ARTIGO:
◆ ◆ ◆
Montagem fotográfica do autor |
Por: Orfileno Gomes(*)
Com naturalidade e humildade foi
permitida sua entrada para formalizar o convite especial para conhecer o
terreiro fundado por sua mãe — um espaço envolto em mistério, consagrado às
tradições do Tambor de Mina, Terecô e Macumba. Aceitei o convite com respeito
e, como exigia o ritual, preparei-me com vestes inteiramente brancas. Fui só.
Mãe Toinha havia solicitado que eu comparecesse desacompanhado.
O terreiro, localizado na
periferia de um grande bairro de Presidente Dutra, não é fácil de encontrar — e
essa dificuldade parece fazer parte do processo espiritual. A localização
exata, aliás, é mantida em segredo por determinação da própria Mãe Toinha, o
que reforça o caráter reservado e sagrado do lugar. Terreiros como esse,
enraizados nas matrizes africanas e nas heranças indígenas do Maranhão,
costumam se manter em silêncio discreto, guardando com zelo sua ancestralidade
e resistindo à intolerância histórica.
Cheguei ao local por volta das
18h30, no dia 22 de abril. Fui acolhido com seriedade. No centro do terreiro,
uma cadeira confortável havia sido especialmente disposta para mim, diante de
um altar rústico, mas cuidadosamente ornamentado com elementos das divindades
ali cultuadas.
◆ ◆ ◆
MATERIAL FORNECIDO:
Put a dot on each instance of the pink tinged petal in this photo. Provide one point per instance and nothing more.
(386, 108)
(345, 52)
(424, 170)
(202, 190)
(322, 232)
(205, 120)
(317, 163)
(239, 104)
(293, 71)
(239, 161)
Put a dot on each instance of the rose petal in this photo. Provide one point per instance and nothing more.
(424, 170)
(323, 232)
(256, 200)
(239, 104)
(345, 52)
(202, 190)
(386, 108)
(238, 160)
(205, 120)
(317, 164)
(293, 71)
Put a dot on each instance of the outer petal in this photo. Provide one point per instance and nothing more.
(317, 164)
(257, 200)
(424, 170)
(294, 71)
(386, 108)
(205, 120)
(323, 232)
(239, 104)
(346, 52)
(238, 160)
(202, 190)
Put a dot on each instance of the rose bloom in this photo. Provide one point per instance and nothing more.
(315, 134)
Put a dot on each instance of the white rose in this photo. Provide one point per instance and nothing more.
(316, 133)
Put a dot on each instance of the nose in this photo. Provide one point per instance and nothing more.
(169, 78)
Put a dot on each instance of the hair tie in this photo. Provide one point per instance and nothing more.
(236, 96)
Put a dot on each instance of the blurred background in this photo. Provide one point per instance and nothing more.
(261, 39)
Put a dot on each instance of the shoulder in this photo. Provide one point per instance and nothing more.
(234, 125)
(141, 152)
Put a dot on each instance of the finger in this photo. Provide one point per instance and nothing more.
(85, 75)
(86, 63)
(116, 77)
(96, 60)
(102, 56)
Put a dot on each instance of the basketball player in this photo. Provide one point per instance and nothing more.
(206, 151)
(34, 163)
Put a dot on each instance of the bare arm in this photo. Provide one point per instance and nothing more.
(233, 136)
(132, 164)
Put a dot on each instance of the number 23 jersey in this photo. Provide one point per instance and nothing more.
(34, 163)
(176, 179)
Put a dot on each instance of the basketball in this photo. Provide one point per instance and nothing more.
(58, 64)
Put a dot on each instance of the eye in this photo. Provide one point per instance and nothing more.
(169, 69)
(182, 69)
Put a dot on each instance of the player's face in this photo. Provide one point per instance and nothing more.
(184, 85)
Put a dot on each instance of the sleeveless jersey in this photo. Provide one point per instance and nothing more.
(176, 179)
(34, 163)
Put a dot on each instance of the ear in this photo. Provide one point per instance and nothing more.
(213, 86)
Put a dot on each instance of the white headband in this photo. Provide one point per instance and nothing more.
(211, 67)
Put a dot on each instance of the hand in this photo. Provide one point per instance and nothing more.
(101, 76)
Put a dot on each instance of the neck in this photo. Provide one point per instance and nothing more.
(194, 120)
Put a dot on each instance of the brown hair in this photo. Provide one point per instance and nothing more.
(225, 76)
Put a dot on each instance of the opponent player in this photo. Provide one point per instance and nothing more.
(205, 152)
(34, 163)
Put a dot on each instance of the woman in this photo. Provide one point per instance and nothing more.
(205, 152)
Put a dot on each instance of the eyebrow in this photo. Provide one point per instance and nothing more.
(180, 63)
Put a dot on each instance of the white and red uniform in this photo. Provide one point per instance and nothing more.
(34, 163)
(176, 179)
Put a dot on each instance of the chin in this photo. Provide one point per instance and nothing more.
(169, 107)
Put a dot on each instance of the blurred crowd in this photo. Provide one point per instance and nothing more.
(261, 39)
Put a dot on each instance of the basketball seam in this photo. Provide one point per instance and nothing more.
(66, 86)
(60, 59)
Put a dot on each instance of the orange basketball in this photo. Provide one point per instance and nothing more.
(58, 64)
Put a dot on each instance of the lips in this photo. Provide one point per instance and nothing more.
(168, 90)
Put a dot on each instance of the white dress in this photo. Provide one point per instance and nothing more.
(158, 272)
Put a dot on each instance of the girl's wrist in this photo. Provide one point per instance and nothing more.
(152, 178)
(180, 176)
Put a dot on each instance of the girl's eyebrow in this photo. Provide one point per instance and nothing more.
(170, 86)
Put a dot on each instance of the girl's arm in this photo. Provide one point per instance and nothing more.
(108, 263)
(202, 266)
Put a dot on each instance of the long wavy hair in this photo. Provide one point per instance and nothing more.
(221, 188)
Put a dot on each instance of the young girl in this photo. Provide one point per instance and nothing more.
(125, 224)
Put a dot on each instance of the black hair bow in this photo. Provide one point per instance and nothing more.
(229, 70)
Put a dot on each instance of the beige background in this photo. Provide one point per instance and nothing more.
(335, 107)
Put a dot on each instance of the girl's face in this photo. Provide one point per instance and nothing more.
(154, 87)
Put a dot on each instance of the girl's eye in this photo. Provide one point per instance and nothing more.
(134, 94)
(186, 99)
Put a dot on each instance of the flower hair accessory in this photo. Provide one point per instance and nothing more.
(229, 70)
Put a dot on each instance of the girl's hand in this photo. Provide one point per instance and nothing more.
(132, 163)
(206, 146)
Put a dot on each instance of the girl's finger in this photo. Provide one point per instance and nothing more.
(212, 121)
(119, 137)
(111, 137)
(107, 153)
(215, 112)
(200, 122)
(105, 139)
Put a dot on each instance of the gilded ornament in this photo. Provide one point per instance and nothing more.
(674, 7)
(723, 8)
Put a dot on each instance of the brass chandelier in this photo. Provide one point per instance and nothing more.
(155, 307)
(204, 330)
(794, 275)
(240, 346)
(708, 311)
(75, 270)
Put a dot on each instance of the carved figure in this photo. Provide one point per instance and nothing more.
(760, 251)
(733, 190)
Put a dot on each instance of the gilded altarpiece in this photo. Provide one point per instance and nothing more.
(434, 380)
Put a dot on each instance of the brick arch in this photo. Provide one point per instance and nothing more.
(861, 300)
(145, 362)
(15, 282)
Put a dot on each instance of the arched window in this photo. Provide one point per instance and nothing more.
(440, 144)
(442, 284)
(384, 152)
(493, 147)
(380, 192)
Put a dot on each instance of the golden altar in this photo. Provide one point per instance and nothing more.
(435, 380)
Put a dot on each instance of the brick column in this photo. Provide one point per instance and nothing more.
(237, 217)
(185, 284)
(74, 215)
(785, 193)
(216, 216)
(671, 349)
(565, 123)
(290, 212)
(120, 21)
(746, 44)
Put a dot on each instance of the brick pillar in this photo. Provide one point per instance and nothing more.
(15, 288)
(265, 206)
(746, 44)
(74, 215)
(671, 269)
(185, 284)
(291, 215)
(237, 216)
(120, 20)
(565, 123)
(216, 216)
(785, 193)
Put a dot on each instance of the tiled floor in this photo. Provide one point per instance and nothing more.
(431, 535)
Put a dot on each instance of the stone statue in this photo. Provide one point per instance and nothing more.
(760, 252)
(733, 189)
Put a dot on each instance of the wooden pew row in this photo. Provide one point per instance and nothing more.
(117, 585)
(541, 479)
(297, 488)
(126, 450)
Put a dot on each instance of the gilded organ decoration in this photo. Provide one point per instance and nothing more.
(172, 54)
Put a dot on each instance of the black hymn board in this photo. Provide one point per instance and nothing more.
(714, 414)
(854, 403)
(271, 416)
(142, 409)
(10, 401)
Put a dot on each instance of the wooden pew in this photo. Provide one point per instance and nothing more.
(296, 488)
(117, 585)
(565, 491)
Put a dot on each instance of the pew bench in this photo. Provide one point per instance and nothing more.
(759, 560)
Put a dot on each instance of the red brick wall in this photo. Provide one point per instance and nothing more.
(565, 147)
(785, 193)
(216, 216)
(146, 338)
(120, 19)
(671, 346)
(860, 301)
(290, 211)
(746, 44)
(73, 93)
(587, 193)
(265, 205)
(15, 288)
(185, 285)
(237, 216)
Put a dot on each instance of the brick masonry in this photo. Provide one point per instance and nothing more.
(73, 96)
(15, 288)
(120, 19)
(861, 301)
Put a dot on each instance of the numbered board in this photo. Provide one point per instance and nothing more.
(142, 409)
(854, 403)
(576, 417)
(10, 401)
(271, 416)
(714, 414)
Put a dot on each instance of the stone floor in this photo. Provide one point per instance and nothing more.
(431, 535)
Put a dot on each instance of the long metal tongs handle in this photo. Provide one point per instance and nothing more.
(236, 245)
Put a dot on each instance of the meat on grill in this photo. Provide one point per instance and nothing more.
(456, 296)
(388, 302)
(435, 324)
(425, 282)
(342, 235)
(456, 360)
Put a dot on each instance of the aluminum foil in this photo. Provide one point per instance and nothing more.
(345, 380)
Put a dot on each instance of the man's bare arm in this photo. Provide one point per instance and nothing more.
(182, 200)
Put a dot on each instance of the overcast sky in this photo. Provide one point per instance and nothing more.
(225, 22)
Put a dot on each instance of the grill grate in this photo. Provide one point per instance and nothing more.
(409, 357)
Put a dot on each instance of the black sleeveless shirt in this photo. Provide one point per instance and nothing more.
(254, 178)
◆ ◆ ◆
QUESTÕES PROPOSTAS:
[A] No artigo sobre o terreiro de Mãe Toinha, por determinação de quem a localização exata do terreiro é mantida em segredo?
[B] Prossiga com o artigo sobre a visita ao terreiro de Mãe Toinha, começando logo após a última frase apresentada.

RESPOSTAS NA ORDEM:
[A] Por determinação da própria Mãe Toinha.

[B]
Mãe Toinha, embora de idade avançada, apresentou-se com firmeza, identificando-se como um Espírito de Luz. Nas mãos, segurava um ramalhete perfumado. Com voz serena, pediu que eu depositasse sobre a mesa todo o dinheiro que havia levado. Antes de ir ao terreiro, retirara R$ 500,00 no Banco do Brasil, e pretendia deixar apenas R$ 300,00 como oferenda. No entanto, percebi que ela sabia exatamente quanto eu carregava — e ali se confirmou que, naquele ambiente, nada se oculta aos olhos do sagrado.
À sua frente, repousavam recortes
de jornais com fotos de diversas figuras da política local. Reconheci os
rostos: Valeriano (a quem ela chamou de Vavá), Lindomar Lucena (apelidado de
Vira-lata), Remy Soares (o Rei do Gado), Joaquim Figueiredo (Tião Galinha),
Irene Soares (a Pipira), Juran Carvalho (o Pato) , Raimundo Carvalho —
apelidado de Cururú) e, para minha surpresa, também havia uma foto minha, com a
alcunha de “Rapozão”.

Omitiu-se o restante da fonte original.